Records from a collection
>> start
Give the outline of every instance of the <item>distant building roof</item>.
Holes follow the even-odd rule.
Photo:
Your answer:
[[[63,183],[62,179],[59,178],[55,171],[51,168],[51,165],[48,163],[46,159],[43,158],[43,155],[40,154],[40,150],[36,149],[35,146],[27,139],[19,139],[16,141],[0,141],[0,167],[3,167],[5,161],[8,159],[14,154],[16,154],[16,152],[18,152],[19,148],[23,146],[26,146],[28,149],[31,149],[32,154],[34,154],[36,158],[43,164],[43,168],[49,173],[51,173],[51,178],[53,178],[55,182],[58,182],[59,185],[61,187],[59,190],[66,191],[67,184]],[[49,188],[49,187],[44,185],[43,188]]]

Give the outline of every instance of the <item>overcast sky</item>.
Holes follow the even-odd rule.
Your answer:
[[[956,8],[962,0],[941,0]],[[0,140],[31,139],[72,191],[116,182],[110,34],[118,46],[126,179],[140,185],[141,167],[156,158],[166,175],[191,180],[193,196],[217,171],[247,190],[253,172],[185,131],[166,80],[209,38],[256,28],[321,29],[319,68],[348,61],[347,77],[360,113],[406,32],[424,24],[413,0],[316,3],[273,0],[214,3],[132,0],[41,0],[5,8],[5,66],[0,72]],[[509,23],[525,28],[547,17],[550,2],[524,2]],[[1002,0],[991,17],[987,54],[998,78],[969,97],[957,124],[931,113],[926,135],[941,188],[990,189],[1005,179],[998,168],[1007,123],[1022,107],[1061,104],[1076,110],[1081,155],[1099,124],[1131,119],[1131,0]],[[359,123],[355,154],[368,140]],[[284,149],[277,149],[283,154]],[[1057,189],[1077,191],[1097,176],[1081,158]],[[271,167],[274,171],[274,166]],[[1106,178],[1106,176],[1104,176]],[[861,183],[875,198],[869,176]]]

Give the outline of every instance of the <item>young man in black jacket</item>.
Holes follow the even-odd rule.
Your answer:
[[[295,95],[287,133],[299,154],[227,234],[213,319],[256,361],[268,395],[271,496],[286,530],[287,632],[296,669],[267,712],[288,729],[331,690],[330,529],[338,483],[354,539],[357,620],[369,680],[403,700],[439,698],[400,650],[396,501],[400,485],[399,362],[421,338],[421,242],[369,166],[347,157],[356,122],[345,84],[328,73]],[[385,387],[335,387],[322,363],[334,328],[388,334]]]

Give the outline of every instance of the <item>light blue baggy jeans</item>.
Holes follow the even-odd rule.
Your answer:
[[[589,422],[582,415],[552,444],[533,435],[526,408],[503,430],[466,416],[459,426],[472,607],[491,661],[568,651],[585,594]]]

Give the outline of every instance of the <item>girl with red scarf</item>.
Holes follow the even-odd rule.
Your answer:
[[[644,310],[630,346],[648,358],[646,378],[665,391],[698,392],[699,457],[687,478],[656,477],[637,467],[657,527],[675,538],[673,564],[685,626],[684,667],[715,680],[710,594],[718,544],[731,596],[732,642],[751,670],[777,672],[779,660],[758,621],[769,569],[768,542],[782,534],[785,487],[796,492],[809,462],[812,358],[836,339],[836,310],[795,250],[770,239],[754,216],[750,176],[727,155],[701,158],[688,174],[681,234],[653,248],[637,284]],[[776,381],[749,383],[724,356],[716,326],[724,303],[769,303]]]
>> end
Aim of the task: Return precisely the lines of the records, starting with the line that holds "Give the outline of every instance of the <item>girl" and ending with the last one.

The reply:
Give the outline of every instance of the <item>girl with red scarf</item>.
Holes follow the even-odd rule.
Your answer:
[[[644,310],[630,346],[648,358],[646,378],[665,391],[698,392],[699,457],[687,478],[656,477],[637,467],[657,527],[675,538],[673,564],[685,626],[684,667],[715,680],[710,594],[718,544],[731,596],[732,642],[751,670],[777,672],[779,660],[758,621],[769,569],[768,542],[782,534],[785,487],[796,492],[809,462],[812,358],[836,339],[836,310],[795,250],[770,239],[754,216],[750,176],[727,155],[701,158],[688,174],[681,234],[653,248],[637,284]],[[776,381],[749,383],[724,356],[716,326],[724,303],[769,303]]]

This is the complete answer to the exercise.